The data:
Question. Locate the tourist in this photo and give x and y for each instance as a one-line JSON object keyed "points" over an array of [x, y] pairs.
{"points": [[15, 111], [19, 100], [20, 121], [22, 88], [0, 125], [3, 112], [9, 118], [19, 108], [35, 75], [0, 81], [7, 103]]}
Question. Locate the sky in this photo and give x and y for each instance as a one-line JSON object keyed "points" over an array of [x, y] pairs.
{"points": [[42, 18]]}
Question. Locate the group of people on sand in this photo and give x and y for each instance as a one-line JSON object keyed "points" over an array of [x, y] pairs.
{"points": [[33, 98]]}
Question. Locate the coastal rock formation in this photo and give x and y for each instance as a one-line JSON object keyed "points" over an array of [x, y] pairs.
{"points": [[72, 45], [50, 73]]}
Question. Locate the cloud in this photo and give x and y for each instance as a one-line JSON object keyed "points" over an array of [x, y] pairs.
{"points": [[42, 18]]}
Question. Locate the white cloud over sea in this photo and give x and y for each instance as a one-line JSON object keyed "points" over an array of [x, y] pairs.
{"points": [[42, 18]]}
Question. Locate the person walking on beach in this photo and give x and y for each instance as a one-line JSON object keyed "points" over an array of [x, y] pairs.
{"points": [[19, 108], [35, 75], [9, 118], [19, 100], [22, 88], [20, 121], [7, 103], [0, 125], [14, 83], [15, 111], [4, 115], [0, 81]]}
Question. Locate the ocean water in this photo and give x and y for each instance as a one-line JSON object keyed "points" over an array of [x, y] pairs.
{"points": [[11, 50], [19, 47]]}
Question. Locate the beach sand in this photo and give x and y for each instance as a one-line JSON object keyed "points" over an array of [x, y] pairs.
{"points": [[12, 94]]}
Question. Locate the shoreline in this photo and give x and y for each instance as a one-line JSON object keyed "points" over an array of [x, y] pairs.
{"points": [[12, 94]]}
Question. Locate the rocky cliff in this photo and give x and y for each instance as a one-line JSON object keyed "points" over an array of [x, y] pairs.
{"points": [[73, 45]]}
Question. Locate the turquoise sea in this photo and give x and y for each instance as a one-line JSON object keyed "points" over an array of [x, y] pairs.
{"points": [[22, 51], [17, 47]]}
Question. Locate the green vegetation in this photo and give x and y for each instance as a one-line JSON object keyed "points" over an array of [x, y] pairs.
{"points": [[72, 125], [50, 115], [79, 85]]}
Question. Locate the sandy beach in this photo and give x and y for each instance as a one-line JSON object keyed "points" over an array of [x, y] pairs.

Assignment: Produce an exact copy of the lines from the one containing "Question. Locate the turquoise" through the final line of the data, both ends included, and only those.

Output of the task:
Question. Locate the turquoise sea in this photo and give x and y for each instance as a one-line JSON object keyed "points" over an array of [x, y] pairs.
{"points": [[22, 51], [17, 47]]}
Question. Locate the green vegetation in this photo and give x and y for each instance as a one-line JSON object keyed "points" over an array of [x, y] pairs.
{"points": [[72, 125], [50, 115], [79, 85]]}
Question. Locate the sandy beach in this photo and give x and y for each instance as a one-line JSON object keyed "points" over an array of [x, y] pairs.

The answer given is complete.